■ WHAT YOU WILL DO:
1 – Translate this sentence from the APT configuration text into Spanish: "With this change the conductor node starts the job but all Section leaders and other processes run on the remote nodes."
2 – Rewrite the part of the APT configuration text that opens with the words containing "Below is the" and closes with "the remote nodes.", changing "default pool" to "base pool".

■ SOURCE DOCUMENT:
···
Below is the sample APT CONFIG FILE ,consist of 3 Engines where 2 of them used as Compute Nodes and 1Engine is used as Conductor Node only. Conductor Node Starts the Job.
If requirement is not to use main engine as Compute Node and use it only to start the jobs (Conductor Node) then do not
include the conductor in the default pool (the represented by ""). Below
you will notice that the conductor is assigned to a pool called
"conductor" (this name is used just as an example but it could have been
any name), but it doesn't include the default pool "". You will also
notice all other nodes contain only the default pool "". With this
change the conductor node starts the job but all Section leaders and
other processes run on the remote nodes.
{
node "node0"
{
fastname "Engine01"
pools "conductor"
resource disk "/opt/IBM/InformationServer/Server/Datasets/node0" {pools "conductor"}
resource scratchdisk "/opt/IBM/InformationServer/Server/Scratch/node0" {pools ""}
}
node "node1"
{
fastname "Engine02"
pools ""
resource disk "/opt/IBM/InformationServer/Server/Datasets/node1" {pools ""}
resource scratchdisk "/opt/IBM/InformationServer/Server/Scratch/node1" {pools ""}
}
node "node2"
{
fastname "Engine02"
pools ""
resource disk "/opt/IBM/InformationServer/Server/Datasets/node2" {pools ""}
resource scratchdisk "/opt/IBM/InformationServer/Server/Scratch/node2" {pools ""}
}
node "node3"
{
fastname "Engine03"
pools ""
resource disk "/opt/IBM/InformationServer/Server/Datasets/node3" {pools ""}
resource scratchdisk "/opt/IBM/InformationServer/Server/Scratch/node3" {pools ""}
}
node "node4"
{
fastname "Engine03"
pools ""
···
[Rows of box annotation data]
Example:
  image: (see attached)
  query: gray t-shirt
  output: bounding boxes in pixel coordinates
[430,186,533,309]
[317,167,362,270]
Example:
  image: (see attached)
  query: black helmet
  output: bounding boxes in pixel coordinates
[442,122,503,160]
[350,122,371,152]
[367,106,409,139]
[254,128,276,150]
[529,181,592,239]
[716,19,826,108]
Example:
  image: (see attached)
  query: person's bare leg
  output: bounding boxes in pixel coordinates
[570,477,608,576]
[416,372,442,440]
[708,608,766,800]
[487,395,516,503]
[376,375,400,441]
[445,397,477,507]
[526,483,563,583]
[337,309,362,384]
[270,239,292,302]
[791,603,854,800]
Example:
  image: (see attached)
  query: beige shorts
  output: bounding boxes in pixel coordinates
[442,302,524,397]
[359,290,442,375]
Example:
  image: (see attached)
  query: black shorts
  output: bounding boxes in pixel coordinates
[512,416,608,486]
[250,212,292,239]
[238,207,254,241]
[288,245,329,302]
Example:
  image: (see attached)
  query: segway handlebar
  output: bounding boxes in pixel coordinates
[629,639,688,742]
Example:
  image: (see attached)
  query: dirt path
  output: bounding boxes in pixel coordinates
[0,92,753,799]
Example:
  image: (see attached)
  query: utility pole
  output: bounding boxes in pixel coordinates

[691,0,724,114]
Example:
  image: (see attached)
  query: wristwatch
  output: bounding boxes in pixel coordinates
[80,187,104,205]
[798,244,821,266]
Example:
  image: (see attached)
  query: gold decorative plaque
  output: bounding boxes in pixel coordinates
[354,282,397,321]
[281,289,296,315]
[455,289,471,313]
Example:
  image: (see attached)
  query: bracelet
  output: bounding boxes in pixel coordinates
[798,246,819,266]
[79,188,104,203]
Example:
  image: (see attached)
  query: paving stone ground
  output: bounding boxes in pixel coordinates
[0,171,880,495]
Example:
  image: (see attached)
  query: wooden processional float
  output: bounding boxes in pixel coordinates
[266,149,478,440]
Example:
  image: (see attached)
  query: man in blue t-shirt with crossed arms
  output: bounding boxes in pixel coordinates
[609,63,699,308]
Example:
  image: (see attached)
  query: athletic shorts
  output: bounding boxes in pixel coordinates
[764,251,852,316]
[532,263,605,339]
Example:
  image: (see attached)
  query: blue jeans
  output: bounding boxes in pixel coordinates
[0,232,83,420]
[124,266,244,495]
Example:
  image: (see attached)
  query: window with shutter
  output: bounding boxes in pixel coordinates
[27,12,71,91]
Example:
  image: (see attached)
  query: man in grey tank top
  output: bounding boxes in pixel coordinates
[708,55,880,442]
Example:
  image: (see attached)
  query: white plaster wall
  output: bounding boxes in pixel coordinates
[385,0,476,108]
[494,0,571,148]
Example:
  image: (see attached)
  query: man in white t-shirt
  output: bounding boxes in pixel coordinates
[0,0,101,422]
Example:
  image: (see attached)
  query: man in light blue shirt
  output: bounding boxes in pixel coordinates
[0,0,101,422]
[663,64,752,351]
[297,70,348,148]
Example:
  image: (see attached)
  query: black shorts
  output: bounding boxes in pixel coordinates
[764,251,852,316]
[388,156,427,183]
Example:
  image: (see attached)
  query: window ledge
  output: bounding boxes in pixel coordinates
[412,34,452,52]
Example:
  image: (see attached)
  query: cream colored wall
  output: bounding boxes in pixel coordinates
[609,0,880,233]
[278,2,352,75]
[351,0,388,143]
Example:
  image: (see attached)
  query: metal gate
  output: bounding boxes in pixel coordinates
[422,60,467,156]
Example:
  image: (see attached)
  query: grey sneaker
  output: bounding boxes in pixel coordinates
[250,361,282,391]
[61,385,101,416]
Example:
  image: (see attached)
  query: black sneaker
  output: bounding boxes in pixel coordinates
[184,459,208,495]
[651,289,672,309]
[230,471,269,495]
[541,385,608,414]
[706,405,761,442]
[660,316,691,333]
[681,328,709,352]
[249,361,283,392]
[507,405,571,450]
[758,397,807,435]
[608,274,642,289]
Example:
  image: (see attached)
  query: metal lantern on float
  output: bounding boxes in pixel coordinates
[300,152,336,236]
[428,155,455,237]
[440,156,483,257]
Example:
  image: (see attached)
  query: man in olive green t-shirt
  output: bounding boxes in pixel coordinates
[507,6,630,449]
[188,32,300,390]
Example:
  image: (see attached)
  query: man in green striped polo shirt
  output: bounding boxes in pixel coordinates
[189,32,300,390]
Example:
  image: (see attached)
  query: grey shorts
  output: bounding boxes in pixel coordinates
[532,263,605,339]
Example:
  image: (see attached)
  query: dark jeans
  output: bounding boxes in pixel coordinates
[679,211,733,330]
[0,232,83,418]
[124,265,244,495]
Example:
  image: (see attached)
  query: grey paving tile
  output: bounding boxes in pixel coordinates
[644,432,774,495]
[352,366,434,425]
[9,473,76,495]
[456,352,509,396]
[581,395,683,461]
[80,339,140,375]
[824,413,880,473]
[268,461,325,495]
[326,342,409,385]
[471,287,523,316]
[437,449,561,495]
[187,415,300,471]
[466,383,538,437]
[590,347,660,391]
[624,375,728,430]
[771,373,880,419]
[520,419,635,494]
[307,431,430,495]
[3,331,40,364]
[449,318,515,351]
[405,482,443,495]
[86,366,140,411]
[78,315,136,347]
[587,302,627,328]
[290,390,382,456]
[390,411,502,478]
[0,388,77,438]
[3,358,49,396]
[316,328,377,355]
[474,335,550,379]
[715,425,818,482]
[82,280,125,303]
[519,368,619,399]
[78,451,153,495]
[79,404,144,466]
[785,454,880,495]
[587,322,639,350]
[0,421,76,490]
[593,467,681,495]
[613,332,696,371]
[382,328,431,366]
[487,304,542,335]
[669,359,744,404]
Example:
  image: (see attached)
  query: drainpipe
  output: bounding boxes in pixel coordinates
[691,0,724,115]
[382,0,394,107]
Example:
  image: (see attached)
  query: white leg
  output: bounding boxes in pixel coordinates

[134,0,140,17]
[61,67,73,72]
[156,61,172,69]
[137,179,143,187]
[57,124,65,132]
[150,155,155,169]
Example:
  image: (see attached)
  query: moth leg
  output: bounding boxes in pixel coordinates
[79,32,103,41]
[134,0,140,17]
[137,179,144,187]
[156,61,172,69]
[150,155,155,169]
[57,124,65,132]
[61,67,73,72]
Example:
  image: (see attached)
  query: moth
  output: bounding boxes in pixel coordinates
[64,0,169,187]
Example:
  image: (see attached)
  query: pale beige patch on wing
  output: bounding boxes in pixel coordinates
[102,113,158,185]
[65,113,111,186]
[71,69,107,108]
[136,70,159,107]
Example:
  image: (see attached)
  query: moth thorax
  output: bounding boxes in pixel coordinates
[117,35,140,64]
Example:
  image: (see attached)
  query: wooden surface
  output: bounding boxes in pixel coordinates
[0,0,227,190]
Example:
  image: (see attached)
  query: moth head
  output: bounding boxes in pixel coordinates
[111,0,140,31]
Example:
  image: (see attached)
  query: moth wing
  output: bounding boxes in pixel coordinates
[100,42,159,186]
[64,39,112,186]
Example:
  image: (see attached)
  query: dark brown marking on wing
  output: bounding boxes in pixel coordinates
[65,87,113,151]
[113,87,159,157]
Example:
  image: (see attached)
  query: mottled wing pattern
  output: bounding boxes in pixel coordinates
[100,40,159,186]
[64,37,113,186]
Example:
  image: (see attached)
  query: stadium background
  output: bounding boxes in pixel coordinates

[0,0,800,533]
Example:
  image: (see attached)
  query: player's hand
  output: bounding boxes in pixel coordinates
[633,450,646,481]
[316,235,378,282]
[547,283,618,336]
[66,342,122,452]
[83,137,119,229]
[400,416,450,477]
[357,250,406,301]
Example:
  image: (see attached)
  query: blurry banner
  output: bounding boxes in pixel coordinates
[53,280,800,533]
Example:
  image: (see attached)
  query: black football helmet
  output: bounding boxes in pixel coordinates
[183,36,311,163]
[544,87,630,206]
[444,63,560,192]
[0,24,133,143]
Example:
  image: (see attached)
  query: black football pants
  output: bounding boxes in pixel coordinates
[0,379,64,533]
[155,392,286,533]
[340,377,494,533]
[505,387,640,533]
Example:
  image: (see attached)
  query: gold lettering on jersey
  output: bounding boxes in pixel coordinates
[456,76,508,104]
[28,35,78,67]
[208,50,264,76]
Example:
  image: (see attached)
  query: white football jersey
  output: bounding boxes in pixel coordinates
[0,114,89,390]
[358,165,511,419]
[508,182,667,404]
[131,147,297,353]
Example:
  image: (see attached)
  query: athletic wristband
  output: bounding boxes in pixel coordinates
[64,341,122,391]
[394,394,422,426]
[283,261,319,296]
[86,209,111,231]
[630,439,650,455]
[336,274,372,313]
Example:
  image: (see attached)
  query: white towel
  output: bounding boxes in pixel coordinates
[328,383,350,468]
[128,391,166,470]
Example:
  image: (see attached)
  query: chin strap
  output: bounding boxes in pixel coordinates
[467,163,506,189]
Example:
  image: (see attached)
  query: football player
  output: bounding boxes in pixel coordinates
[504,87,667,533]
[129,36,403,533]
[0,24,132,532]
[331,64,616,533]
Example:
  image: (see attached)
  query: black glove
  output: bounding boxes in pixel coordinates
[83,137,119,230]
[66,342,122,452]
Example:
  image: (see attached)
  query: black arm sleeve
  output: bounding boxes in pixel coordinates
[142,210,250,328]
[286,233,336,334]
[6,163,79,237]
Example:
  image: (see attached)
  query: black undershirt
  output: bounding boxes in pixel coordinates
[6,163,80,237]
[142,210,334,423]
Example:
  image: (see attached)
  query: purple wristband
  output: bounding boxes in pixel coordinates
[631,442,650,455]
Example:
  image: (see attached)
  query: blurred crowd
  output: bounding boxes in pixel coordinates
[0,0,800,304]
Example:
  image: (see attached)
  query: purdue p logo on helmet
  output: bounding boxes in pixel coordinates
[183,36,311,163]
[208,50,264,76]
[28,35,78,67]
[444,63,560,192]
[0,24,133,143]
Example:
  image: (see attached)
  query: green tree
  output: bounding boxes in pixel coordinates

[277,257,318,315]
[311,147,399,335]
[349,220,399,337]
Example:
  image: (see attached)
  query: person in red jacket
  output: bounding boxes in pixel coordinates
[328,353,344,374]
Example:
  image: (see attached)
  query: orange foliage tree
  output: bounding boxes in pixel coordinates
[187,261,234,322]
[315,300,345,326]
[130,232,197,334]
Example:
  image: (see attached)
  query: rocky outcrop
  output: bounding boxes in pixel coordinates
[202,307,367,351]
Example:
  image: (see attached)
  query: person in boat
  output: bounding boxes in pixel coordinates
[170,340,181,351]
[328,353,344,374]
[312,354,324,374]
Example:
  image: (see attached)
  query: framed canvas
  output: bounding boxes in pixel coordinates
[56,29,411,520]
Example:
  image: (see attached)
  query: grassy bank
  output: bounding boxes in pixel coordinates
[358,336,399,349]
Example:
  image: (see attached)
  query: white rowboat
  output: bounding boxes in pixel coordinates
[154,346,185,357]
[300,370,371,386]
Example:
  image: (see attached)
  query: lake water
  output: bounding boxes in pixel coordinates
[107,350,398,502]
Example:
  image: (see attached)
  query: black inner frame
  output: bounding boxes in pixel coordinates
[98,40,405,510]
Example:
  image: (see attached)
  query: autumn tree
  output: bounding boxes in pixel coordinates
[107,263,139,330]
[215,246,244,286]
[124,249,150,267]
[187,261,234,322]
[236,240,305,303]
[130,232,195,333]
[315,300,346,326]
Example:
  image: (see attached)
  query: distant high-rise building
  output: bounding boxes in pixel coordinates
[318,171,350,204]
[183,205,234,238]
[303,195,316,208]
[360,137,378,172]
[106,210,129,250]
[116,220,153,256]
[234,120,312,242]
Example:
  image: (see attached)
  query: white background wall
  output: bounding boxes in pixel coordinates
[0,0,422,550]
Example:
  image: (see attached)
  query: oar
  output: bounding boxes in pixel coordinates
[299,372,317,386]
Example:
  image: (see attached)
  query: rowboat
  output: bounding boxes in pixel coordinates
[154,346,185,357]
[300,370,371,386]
···
■ ANSWERS BELOW:
1 – Con este cambio, el nodo conductor inicia el trabajo, pero todos los líderes de sección y demás procesos se ejecutan en los nodos remotos.

2 –
Below is the sample APT CONFIG FILE ,consist of 3 Engines where 2 of them used as Compute Nodes and 1Engine is used as Conductor Node only. Conductor Node Starts the Job.
If requirement is not to use main engine as Compute Node and use it only to start the jobs (Conductor Node) then do not
include the conductor in the base pool (the represented by ""). Below
you will notice that the conductor is assigned to a pool called
"conductor" (this name is used just as an example but it could have been
any name), but it doesn't include the base pool "". You will also
notice all other nodes contain only the base pool "". With this
change the conductor node starts the job but all Section leaders and
other processes run on the remote nodes.